--- start of The data ---
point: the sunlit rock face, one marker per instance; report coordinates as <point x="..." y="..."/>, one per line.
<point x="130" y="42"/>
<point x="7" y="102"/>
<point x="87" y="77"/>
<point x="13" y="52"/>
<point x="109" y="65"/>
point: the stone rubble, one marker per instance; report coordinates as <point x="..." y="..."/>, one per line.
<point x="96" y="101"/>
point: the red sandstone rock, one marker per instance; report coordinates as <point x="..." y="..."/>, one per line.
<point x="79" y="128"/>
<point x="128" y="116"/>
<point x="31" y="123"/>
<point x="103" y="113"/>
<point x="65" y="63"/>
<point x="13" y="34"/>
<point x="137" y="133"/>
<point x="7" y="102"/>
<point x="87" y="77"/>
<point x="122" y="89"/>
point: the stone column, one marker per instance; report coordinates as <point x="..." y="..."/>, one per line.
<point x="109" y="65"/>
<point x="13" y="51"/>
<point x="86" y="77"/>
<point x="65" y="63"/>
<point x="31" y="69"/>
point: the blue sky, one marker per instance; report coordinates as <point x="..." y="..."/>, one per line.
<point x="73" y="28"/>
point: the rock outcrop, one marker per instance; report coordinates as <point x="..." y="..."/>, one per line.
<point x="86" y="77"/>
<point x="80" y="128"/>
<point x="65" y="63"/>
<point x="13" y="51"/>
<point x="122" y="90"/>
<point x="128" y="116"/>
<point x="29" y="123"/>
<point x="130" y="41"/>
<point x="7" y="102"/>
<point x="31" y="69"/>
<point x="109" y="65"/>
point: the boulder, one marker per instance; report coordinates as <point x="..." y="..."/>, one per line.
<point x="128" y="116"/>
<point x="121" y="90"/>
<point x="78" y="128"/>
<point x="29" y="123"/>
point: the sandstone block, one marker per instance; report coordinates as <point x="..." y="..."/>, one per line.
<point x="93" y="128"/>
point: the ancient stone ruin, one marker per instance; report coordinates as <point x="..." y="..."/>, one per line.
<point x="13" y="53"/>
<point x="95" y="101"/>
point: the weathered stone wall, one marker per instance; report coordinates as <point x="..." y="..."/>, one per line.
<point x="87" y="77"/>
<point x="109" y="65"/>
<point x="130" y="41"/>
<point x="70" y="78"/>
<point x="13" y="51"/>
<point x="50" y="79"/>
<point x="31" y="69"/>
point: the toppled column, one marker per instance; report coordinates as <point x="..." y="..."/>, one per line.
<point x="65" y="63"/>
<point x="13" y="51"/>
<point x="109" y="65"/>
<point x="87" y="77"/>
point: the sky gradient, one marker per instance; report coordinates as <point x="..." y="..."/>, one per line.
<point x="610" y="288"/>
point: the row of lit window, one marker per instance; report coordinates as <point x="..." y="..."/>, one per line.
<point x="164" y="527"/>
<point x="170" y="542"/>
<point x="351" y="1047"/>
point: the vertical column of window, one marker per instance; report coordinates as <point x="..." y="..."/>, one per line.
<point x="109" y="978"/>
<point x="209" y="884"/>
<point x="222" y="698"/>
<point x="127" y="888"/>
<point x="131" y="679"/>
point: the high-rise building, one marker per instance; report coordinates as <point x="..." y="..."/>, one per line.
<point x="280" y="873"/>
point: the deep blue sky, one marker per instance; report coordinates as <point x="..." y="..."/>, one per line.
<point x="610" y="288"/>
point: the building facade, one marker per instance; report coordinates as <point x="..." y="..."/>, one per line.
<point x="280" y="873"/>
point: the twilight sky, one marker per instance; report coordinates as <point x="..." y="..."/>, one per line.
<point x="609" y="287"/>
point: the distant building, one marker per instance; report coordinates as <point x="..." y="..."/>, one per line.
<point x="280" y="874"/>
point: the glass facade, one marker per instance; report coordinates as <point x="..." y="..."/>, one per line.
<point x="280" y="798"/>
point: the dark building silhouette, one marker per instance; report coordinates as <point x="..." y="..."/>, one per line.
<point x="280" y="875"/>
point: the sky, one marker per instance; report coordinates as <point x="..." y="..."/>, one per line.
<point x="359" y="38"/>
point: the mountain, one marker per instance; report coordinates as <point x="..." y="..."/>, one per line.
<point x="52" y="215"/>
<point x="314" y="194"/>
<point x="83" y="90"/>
--- end of The data ---
--- start of The data ---
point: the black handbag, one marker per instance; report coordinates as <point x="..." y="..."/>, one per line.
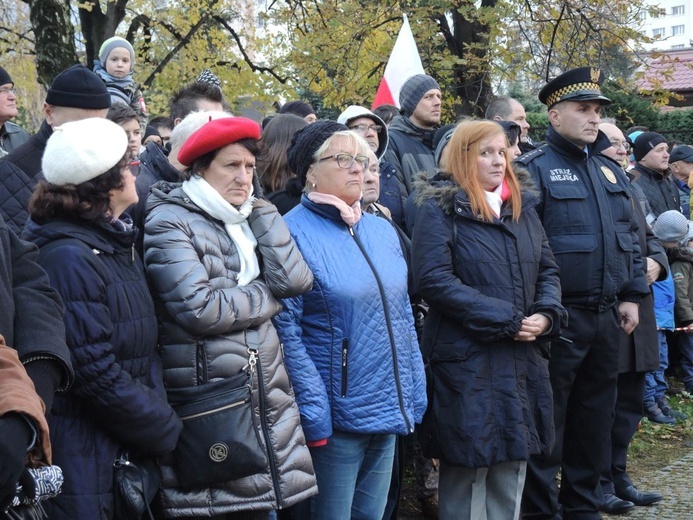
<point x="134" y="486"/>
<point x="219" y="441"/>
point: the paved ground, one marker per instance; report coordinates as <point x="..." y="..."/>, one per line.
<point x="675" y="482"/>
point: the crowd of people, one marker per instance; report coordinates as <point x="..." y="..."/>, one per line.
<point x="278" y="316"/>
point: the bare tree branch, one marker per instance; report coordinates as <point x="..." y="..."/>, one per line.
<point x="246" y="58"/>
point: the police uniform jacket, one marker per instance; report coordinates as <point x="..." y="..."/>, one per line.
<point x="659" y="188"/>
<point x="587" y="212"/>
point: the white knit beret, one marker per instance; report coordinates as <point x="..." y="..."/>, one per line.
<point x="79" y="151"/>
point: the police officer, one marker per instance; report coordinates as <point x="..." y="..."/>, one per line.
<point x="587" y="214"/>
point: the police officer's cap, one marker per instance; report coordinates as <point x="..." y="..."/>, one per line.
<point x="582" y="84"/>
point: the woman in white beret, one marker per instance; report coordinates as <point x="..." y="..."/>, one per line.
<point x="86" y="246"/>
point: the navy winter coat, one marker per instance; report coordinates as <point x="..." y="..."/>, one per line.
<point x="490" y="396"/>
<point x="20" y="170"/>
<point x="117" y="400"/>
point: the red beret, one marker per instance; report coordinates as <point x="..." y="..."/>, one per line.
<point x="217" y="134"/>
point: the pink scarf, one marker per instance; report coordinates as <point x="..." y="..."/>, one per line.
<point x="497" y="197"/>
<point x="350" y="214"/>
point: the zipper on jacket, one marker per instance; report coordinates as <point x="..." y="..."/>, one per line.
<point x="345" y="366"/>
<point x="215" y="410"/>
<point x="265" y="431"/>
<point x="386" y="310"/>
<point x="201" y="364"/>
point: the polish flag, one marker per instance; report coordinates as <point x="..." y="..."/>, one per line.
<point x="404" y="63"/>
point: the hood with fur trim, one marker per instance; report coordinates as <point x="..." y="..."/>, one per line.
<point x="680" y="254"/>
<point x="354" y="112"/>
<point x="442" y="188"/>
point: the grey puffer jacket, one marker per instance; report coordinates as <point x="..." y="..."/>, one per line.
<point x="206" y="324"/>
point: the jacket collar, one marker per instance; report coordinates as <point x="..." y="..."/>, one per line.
--- end of The data ---
--- start of The data ---
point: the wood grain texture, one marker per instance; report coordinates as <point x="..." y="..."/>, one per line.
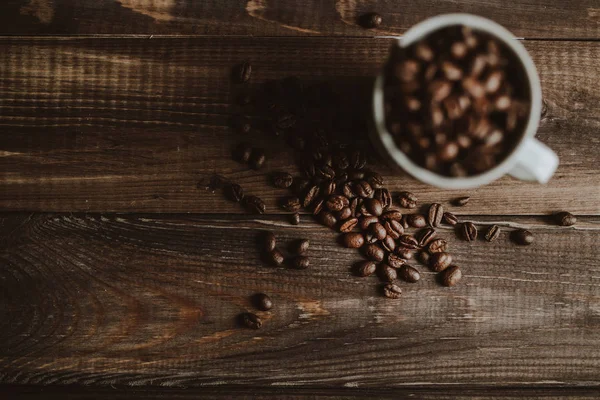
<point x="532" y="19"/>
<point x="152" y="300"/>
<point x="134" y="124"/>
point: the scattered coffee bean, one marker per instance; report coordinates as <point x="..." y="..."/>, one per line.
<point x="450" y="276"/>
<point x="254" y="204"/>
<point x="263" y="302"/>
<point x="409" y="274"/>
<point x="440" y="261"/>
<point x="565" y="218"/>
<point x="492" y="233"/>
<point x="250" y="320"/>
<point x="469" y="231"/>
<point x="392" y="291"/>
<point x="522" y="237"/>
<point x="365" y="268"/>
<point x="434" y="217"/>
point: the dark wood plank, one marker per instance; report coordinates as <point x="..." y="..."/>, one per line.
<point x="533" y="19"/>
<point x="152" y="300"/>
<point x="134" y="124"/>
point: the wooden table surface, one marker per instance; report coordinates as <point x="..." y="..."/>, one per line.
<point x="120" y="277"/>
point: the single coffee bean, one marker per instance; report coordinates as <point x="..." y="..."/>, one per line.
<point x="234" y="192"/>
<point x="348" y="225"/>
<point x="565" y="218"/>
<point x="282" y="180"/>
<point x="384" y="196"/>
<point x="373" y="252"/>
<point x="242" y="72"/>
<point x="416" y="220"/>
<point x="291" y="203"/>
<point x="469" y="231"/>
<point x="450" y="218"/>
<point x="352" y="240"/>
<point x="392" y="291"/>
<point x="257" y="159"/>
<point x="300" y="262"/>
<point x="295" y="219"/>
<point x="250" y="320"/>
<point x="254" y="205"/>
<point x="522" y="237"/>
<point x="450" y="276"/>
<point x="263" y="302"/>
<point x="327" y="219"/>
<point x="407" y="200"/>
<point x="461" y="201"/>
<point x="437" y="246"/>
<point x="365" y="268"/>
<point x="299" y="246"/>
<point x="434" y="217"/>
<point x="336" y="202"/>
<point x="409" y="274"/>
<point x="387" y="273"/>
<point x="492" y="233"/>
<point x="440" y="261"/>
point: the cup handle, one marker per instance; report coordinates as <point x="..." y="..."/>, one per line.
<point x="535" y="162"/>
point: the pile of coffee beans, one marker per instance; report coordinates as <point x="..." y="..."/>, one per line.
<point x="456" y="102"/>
--- end of The data ---
[Task]:
Copy out the part of the records that opens with the line containing "point: the polish" and closes with the line containing "point: the jacket". Swap "grey" for "navy" and keep everything else unchanged.

[Answer to this task]:
point: the polish flag, one marker per instance; report coordinates as <point x="..." y="..."/>, one per line.
<point x="404" y="63"/>
point: the hood with fur trim, one marker per instance; report coordinates as <point x="..." y="..."/>, one per line.
<point x="680" y="254"/>
<point x="354" y="112"/>
<point x="442" y="188"/>
point: the navy puffer jacket, one marker per instance; report coordinates as <point x="..." y="..."/>, one per line.
<point x="206" y="324"/>
point: the jacket collar, one marker per instance; report coordinates as <point x="..." y="..."/>, one per line.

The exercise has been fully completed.